═════ 抜粋した文章 ═════

それぞれ、160℃に予熱したオーブンで約40分焼きます。イチジクと紅茶のパウンドケーキは、焼きはじめて15分ごろに、飾り用のドライイチジクをのせます(焼く前にのせるとイチジクの重さで沈んでしまうので、途中でのせます)。表面がふっくらと膨らみ、竹串を刺して生地がついてこなければ焼き上がり。パウンド型と生地の間にナイフを入れて型からはずし、ケーキクーラーの上にのせて粗熱を取ります。

Step 7
完成!

切り分けるタイミングは、型からはずしてケーキクーラーにのせ、水分が全体に回って粗熱が取れたところが目安です。高温多湿を避け、冷暗所で約1週間保存可能です。

═════ 資料の抜粋 ═════

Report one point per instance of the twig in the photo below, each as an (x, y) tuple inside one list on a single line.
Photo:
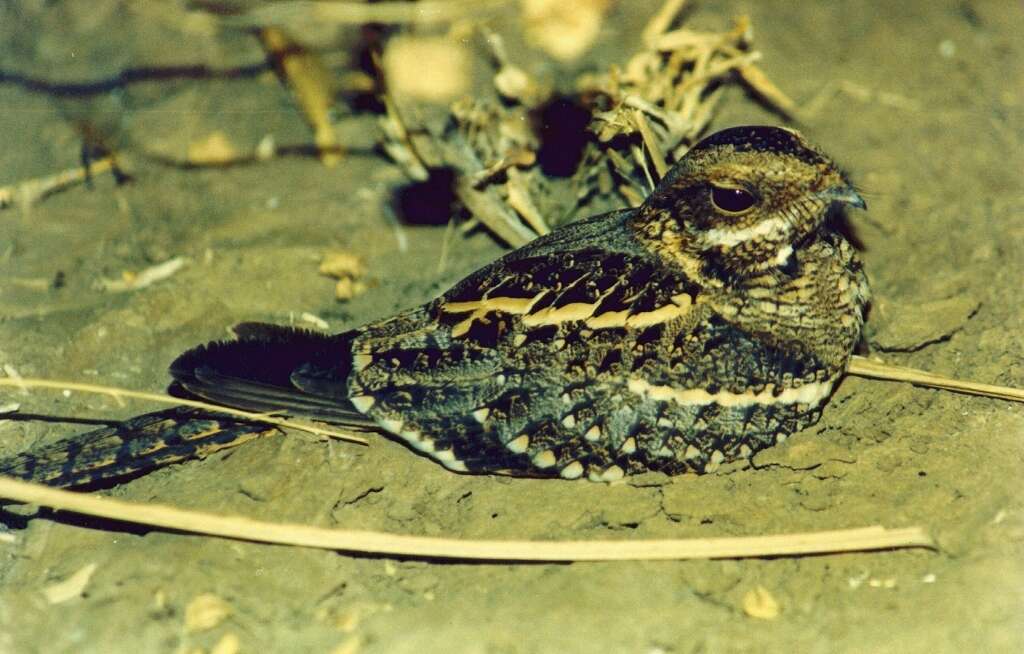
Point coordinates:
[(653, 149), (144, 277), (867, 538), (862, 366), (311, 85), (30, 191), (300, 12), (662, 20), (118, 393)]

═════

* 練習の課題 1
パウンドケーキの作り方で、イチジクと紅茶のパウンドケーキの飾り用ドライイチジクは、焼きはじめてどのくらいでのせますか。
* 練習の課題 2
パウンドケーキの作り方の文章を、最後の文のあとから引き継いで続きを書いてください。
資料はこの作業にはかかわりません。

* 答えの例 1
焼きはじめて15分ごろです。

* 答えの例 2
Chef’s Voice

「バターと卵を室温に戻しておくこと、生地の仕上げにしっかりと泡立てたメレンゲを加えることがきめ細かくしっとりと焼き上げるポイントです。りんごのパウンドケーキは、りんごの水分が多いため、冷蔵庫に入れて保存しましょう。今回、作りやすくするために計4台分の分量になっていますが、日持ちする焼き菓子なので多めに作ってみてください。日がたつにつれ、おいしさが変化するのもパウンドケーキの魅力です。常温になったパウンドケーキは、電子レンジ(500W)で15秒ほど温めると、しっとり感がさらに増します」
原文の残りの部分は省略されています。